◆ **Task statement**
Lay out the stretch of the listing from its start through the line containing "top-left (131, 150), bottom-right (632, 481)" as a Markdown table with the columns Row and Line, numbering each line and omitting blank lines. Include both ends, leave out the pictures, and give nothing beyond that stretch.

======== Data in this exercise

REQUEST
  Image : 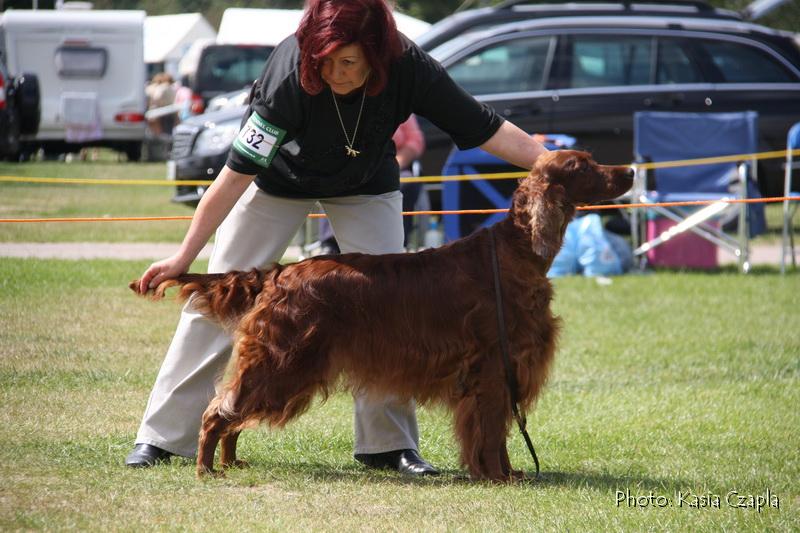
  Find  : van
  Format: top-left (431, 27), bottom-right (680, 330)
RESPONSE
top-left (178, 8), bottom-right (303, 115)
top-left (0, 10), bottom-right (147, 160)
top-left (179, 7), bottom-right (430, 114)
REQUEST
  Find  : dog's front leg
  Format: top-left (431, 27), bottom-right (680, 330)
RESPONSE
top-left (500, 440), bottom-right (525, 481)
top-left (197, 397), bottom-right (228, 478)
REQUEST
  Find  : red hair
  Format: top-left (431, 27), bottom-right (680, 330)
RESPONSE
top-left (295, 0), bottom-right (403, 96)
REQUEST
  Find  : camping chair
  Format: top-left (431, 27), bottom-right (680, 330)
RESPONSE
top-left (442, 134), bottom-right (575, 241)
top-left (781, 122), bottom-right (800, 274)
top-left (631, 111), bottom-right (765, 272)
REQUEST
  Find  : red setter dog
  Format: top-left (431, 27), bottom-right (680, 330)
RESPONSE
top-left (131, 150), bottom-right (632, 481)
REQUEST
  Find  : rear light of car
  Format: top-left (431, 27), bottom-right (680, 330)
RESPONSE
top-left (114, 112), bottom-right (144, 123)
top-left (189, 93), bottom-right (206, 115)
top-left (0, 72), bottom-right (6, 109)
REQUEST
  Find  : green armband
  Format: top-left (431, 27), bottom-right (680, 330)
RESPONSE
top-left (233, 112), bottom-right (286, 168)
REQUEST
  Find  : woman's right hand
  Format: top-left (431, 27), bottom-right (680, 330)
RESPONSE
top-left (139, 254), bottom-right (192, 294)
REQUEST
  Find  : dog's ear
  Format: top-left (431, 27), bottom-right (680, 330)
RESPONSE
top-left (528, 183), bottom-right (571, 259)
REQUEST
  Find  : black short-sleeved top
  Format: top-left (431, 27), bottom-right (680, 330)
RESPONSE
top-left (227, 36), bottom-right (503, 198)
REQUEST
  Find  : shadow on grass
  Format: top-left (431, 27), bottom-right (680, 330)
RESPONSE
top-left (173, 459), bottom-right (696, 493)
top-left (634, 264), bottom-right (800, 277)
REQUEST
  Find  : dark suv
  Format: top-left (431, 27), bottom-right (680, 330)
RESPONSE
top-left (167, 2), bottom-right (800, 204)
top-left (0, 52), bottom-right (40, 161)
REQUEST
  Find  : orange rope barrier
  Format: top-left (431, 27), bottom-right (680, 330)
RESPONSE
top-left (0, 196), bottom-right (800, 224)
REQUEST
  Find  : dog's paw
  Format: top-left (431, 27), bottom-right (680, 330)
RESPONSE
top-left (197, 466), bottom-right (225, 480)
top-left (222, 459), bottom-right (250, 468)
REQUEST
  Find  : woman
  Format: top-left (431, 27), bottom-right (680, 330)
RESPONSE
top-left (126, 0), bottom-right (546, 475)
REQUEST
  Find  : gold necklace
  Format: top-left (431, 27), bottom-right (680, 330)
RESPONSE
top-left (331, 83), bottom-right (367, 157)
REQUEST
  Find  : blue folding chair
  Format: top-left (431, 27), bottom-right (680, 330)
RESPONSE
top-left (442, 134), bottom-right (575, 241)
top-left (781, 122), bottom-right (800, 274)
top-left (631, 111), bottom-right (766, 272)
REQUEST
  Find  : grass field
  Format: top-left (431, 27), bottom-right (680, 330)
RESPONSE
top-left (0, 161), bottom-right (193, 242)
top-left (0, 259), bottom-right (800, 531)
top-left (0, 161), bottom-right (800, 531)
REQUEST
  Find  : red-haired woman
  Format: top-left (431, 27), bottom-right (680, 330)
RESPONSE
top-left (126, 0), bottom-right (546, 475)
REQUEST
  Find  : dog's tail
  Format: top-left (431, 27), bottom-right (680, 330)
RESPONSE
top-left (129, 265), bottom-right (280, 324)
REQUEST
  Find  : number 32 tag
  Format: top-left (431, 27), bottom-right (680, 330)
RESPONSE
top-left (233, 112), bottom-right (286, 168)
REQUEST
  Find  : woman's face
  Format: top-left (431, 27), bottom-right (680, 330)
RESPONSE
top-left (320, 43), bottom-right (370, 96)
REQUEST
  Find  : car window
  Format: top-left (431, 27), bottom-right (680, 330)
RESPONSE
top-left (700, 39), bottom-right (797, 83)
top-left (568, 35), bottom-right (652, 88)
top-left (656, 39), bottom-right (703, 84)
top-left (197, 46), bottom-right (272, 92)
top-left (55, 46), bottom-right (108, 79)
top-left (447, 37), bottom-right (552, 94)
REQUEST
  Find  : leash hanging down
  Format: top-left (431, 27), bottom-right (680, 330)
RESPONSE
top-left (489, 227), bottom-right (539, 479)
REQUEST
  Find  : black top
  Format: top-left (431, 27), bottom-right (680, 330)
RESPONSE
top-left (227, 36), bottom-right (503, 198)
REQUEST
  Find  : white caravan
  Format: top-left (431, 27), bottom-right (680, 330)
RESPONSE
top-left (0, 10), bottom-right (147, 160)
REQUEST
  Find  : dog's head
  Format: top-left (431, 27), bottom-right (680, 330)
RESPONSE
top-left (511, 150), bottom-right (633, 259)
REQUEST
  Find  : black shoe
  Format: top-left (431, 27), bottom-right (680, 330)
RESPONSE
top-left (355, 449), bottom-right (439, 476)
top-left (125, 444), bottom-right (173, 468)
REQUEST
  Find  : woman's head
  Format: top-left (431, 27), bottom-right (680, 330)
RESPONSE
top-left (296, 0), bottom-right (402, 96)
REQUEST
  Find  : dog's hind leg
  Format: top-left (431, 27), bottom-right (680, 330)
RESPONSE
top-left (456, 358), bottom-right (512, 481)
top-left (219, 431), bottom-right (249, 468)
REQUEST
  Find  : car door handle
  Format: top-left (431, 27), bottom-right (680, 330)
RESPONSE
top-left (503, 104), bottom-right (542, 118)
top-left (644, 93), bottom-right (685, 107)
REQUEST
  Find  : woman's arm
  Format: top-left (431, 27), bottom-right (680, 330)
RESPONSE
top-left (139, 165), bottom-right (255, 293)
top-left (481, 120), bottom-right (549, 170)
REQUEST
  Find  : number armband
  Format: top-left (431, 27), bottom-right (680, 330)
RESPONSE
top-left (233, 112), bottom-right (286, 168)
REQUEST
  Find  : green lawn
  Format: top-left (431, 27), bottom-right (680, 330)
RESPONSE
top-left (0, 160), bottom-right (194, 242)
top-left (0, 259), bottom-right (800, 531)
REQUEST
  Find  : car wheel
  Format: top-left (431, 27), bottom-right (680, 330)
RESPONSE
top-left (125, 142), bottom-right (142, 161)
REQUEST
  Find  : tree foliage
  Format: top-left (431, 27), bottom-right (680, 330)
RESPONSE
top-left (0, 0), bottom-right (800, 31)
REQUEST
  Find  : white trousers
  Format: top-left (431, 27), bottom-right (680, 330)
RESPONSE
top-left (136, 184), bottom-right (419, 457)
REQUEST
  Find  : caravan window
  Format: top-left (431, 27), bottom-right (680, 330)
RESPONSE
top-left (56, 46), bottom-right (108, 78)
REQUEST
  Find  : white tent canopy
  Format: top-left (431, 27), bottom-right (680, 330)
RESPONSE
top-left (217, 7), bottom-right (431, 46)
top-left (144, 13), bottom-right (217, 70)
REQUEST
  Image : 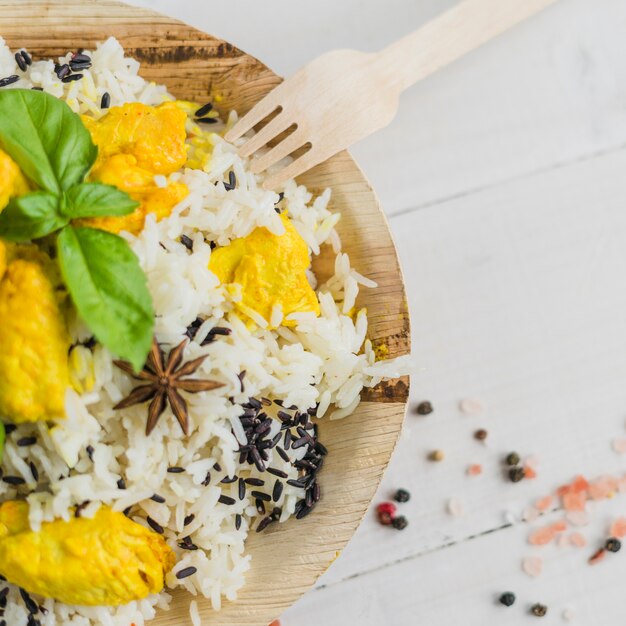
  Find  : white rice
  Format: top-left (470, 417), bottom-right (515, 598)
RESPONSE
top-left (0, 38), bottom-right (407, 626)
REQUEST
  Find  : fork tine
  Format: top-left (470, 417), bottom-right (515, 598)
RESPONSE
top-left (224, 85), bottom-right (282, 142)
top-left (250, 130), bottom-right (306, 174)
top-left (237, 111), bottom-right (292, 157)
top-left (263, 148), bottom-right (316, 189)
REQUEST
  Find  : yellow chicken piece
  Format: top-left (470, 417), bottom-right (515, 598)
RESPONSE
top-left (209, 214), bottom-right (320, 328)
top-left (0, 241), bottom-right (70, 424)
top-left (80, 102), bottom-right (189, 234)
top-left (0, 501), bottom-right (176, 606)
top-left (0, 150), bottom-right (29, 211)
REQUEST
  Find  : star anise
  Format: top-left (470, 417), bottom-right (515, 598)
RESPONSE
top-left (113, 339), bottom-right (224, 435)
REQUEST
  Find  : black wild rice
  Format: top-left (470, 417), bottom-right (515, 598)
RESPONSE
top-left (146, 515), bottom-right (165, 535)
top-left (74, 500), bottom-right (91, 517)
top-left (196, 102), bottom-right (213, 117)
top-left (256, 515), bottom-right (276, 533)
top-left (2, 476), bottom-right (26, 485)
top-left (54, 63), bottom-right (72, 80)
top-left (61, 74), bottom-right (83, 83)
top-left (0, 74), bottom-right (20, 87)
top-left (20, 588), bottom-right (39, 615)
top-left (267, 467), bottom-right (289, 478)
top-left (176, 566), bottom-right (198, 580)
top-left (224, 170), bottom-right (237, 191)
top-left (245, 478), bottom-right (265, 487)
top-left (272, 480), bottom-right (284, 502)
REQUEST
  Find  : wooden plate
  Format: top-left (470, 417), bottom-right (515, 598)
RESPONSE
top-left (0, 0), bottom-right (409, 626)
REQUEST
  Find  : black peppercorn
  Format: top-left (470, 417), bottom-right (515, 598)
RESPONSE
top-left (506, 452), bottom-right (520, 465)
top-left (509, 466), bottom-right (524, 483)
top-left (417, 401), bottom-right (434, 415)
top-left (500, 591), bottom-right (515, 606)
top-left (393, 489), bottom-right (411, 502)
top-left (604, 537), bottom-right (622, 552)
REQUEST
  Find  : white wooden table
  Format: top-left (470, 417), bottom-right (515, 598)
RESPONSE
top-left (134, 0), bottom-right (626, 626)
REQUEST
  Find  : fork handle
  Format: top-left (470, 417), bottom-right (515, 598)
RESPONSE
top-left (377, 0), bottom-right (556, 91)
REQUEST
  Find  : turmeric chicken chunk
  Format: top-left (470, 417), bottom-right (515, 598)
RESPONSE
top-left (0, 500), bottom-right (175, 606)
top-left (0, 150), bottom-right (28, 211)
top-left (0, 240), bottom-right (70, 423)
top-left (209, 214), bottom-right (320, 327)
top-left (81, 102), bottom-right (189, 234)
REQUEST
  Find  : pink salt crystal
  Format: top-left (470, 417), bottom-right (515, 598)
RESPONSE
top-left (613, 439), bottom-right (626, 454)
top-left (565, 511), bottom-right (589, 526)
top-left (522, 506), bottom-right (539, 524)
top-left (522, 556), bottom-right (543, 578)
top-left (528, 526), bottom-right (555, 546)
top-left (535, 496), bottom-right (552, 512)
top-left (467, 463), bottom-right (483, 476)
top-left (569, 533), bottom-right (587, 548)
top-left (563, 491), bottom-right (587, 511)
top-left (459, 398), bottom-right (485, 415)
top-left (609, 517), bottom-right (626, 539)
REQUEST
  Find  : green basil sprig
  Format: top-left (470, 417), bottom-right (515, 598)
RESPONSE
top-left (0, 89), bottom-right (154, 371)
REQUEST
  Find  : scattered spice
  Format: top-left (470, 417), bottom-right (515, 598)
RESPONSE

================

◆ **Response**
| Row | Line |
|---|---|
| 1 | REQUEST |
| 2 |   Image :  |
| 3 |   Find  : van |
| 4 |   Format: top-left (431, 27), bottom-right (680, 330) |
| 5 | RESPONSE |
| 6 | top-left (178, 8), bottom-right (303, 115) |
| 7 | top-left (0, 10), bottom-right (147, 160) |
| 8 | top-left (179, 7), bottom-right (430, 114) |
| 9 | REQUEST |
| 10 |   Find  : dog's front leg |
| 11 |   Format: top-left (431, 27), bottom-right (680, 330) |
| 12 | RESPONSE |
| 13 | top-left (500, 440), bottom-right (525, 481) |
| 14 | top-left (197, 397), bottom-right (228, 478) |
| 15 | REQUEST |
| 16 |   Find  : red hair |
| 17 |   Format: top-left (431, 27), bottom-right (680, 330) |
| 18 | RESPONSE |
| 19 | top-left (295, 0), bottom-right (403, 96) |
| 20 | REQUEST |
| 21 |   Find  : camping chair |
| 22 |   Format: top-left (431, 27), bottom-right (680, 330) |
| 23 | RESPONSE |
| 24 | top-left (442, 134), bottom-right (575, 241) |
| 25 | top-left (781, 122), bottom-right (800, 274) |
| 26 | top-left (631, 111), bottom-right (765, 272) |
| 27 | REQUEST |
| 28 |   Find  : red setter dog |
| 29 |   Format: top-left (431, 27), bottom-right (680, 330) |
| 30 | RESPONSE |
| 31 | top-left (131, 150), bottom-right (632, 481) |